## Text for analysis
- Opening Delimiter -

James Camp was nominated by the University’s Department of Life Sciences for the British Pharmacological Society’s (BPS) Pharmacology Prize 2016. The Pharmacology & Physiology BSc Honours alumnus won due to his excellent performance in his studies.

Founded in 1931 BPS is a charity that works to explain and promote the importance of Pharmacology in the modern world. They have over 3,500 members in over 60 countries.

James was awarded a prize of £500 for his experimental final year project in Pharmacology as well as his excellent performances throughout his studies. Speaking about the prize and his experience at the University of Westminster, he said: “Receiving the BPS came as a massive surprise and finished off an already overwhelming experience being at Westminster.

“Throughout my time there I met some unforgettable people – not only my classmates who helped me survive those late night study sessions, but the diverse network of friends that gave me a link (and a place to stay) in the rest of the world.”

James is currently studying MPhil in Clinical Science: Experimental Medicine at the University of Cambridge. He said: “Without the support I received from my friends and the Faculty (at University of Westminster), I know I wouldn’t be in the position I am today.”

Westminster Pharmacology Senior Lecturer Christopher Biggs said: “James is a worthy recipient of the BPS Pharmacology Prize. The fact that there were only nine other awards made nationwide in the last academic year, highlights just what a fantastic achievement this is.

“The Prize was awarded in recognition of his outstanding performance across all his pharmacology related modules, throughout his time with us here at Westminster. We wish him heartfelt congratulations and great success in his postgraduate studies: Well done James!”

Pharmacology is a vibrant area of Biomedical Science that studies drug action which is how medicines and other drugs work and are processed by the body.

It is crucial for discovering new medicines to help fight diseases such as cancer, depression, heart and infectious diseases.

It helps improve the effectiveness and reduce the unwanted side effects of medicines, and understand why individuals differ in the way they respond to certain drugs.

- Closing Delimiter -

## What to do
1) Translate this sentence from the article on James Camp's prize into Spanish: "Founded in 1931 BPS is a charity that works to explain and promote the importance of Pharmacology in the modern world."
2) From the article on James Camp's prize, extract the passage that begins at the words "Westminster Pharmacology Senior" and stops after "achievement this is.".

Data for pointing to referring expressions
- Opening Delimiter -

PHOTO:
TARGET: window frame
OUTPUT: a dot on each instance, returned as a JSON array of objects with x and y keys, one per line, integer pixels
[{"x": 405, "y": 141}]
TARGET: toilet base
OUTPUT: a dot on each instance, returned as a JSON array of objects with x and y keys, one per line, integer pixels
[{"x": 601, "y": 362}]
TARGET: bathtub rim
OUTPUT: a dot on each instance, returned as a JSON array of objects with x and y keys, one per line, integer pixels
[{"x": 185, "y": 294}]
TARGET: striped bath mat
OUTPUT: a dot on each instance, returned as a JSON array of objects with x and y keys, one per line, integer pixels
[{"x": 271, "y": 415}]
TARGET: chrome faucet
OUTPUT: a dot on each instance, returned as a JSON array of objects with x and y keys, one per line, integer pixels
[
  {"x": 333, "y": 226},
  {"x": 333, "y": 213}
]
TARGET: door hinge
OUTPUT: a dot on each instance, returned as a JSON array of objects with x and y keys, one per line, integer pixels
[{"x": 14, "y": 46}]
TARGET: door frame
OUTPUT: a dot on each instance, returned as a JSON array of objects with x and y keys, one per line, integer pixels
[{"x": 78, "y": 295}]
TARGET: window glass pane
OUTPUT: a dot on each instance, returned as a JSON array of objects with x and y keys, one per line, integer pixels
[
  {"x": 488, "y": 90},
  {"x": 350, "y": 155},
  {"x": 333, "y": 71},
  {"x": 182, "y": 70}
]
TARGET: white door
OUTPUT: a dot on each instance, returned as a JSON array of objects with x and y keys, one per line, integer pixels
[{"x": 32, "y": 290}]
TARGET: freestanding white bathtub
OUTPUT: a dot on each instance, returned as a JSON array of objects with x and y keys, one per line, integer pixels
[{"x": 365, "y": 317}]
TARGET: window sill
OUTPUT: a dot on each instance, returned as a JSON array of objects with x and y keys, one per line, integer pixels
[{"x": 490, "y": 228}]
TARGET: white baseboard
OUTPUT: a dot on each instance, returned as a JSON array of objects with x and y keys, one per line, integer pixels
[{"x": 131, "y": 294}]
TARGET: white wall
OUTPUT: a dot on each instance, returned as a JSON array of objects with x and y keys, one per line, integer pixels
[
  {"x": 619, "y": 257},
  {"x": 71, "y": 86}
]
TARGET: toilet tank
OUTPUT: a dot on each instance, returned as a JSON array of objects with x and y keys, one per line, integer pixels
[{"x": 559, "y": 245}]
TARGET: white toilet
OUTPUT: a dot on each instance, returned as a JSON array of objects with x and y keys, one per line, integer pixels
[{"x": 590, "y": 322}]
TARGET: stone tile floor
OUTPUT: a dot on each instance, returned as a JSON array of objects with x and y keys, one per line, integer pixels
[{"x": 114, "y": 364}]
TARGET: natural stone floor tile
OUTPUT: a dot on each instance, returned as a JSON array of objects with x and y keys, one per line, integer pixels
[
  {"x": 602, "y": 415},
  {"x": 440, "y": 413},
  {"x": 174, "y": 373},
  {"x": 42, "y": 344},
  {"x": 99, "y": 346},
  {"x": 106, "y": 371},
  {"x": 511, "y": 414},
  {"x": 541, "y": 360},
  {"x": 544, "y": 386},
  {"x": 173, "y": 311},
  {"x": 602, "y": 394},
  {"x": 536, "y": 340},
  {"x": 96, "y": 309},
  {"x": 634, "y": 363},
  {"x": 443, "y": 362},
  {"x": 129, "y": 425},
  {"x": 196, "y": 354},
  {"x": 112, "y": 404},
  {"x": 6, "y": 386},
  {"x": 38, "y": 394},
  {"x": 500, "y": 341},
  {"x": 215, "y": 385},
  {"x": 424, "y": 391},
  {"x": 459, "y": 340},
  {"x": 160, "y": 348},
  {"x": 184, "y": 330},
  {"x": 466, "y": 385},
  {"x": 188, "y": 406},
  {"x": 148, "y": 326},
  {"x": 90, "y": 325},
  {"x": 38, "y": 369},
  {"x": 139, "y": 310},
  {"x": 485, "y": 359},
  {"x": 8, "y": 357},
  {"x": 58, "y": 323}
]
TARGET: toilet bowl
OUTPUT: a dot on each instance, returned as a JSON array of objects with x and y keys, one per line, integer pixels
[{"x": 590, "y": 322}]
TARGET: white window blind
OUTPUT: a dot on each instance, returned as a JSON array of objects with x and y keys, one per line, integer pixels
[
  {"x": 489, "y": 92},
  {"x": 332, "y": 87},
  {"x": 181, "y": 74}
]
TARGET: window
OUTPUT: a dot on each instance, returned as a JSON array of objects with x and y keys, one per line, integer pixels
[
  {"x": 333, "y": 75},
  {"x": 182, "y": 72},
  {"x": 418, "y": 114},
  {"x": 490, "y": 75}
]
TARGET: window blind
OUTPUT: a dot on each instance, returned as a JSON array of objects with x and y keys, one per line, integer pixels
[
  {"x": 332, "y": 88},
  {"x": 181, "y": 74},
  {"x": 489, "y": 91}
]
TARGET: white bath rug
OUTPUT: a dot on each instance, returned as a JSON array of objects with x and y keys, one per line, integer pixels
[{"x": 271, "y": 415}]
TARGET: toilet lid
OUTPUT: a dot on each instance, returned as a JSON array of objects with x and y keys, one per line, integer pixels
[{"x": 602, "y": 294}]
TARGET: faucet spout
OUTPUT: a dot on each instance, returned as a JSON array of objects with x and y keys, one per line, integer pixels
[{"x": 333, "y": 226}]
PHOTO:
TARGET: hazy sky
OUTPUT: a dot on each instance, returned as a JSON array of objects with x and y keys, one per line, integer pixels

- Closing Delimiter -

## Responses
1) Fundada en 1931, la BPS es una organización benéfica que trabaja para explicar y promover la importancia de la farmacología en el mundo moderno.

2)
Westminster Pharmacology Senior Lecturer Christopher Biggs said: “James is a worthy recipient of the BPS Pharmacology Prize. The fact that there were only nine other awards made nationwide in the last academic year, highlights just what a fantastic achievement this is.